→ **Do this**
Rewrite every item below with "result" replaced by "match" and all other text unchanged, leaving the pictures out.

→ **Listed records**
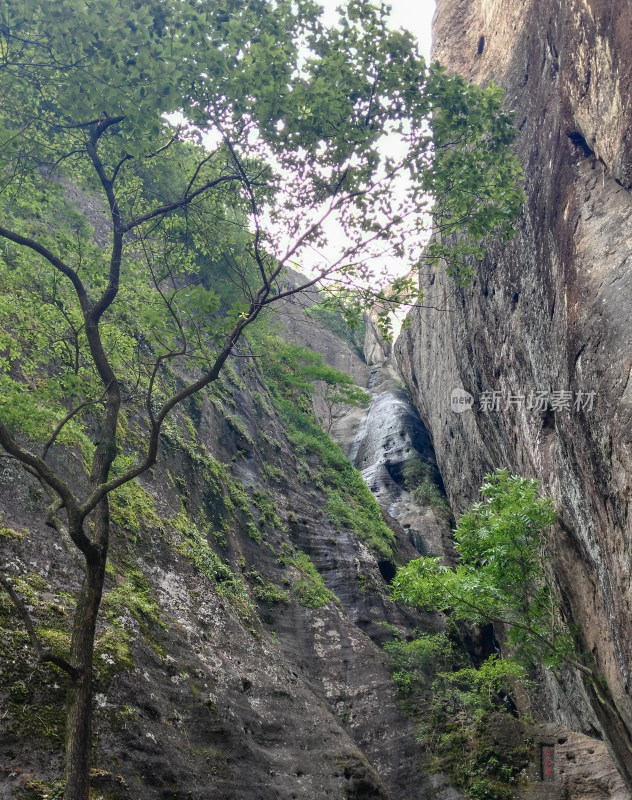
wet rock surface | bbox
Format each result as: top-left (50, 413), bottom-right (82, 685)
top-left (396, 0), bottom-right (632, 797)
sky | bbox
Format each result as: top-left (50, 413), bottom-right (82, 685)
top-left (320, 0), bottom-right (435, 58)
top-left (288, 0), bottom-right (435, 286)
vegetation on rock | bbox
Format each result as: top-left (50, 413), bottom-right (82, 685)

→ **The output**
wet rock surface | bbox
Format each match as: top-left (50, 413), bottom-right (82, 685)
top-left (396, 0), bottom-right (632, 797)
sky | bbox
Format each match as: top-left (50, 413), bottom-right (82, 685)
top-left (320, 0), bottom-right (435, 58)
top-left (288, 0), bottom-right (435, 286)
vegetation on rock | bbox
Format each match as: top-left (50, 413), bottom-right (82, 685)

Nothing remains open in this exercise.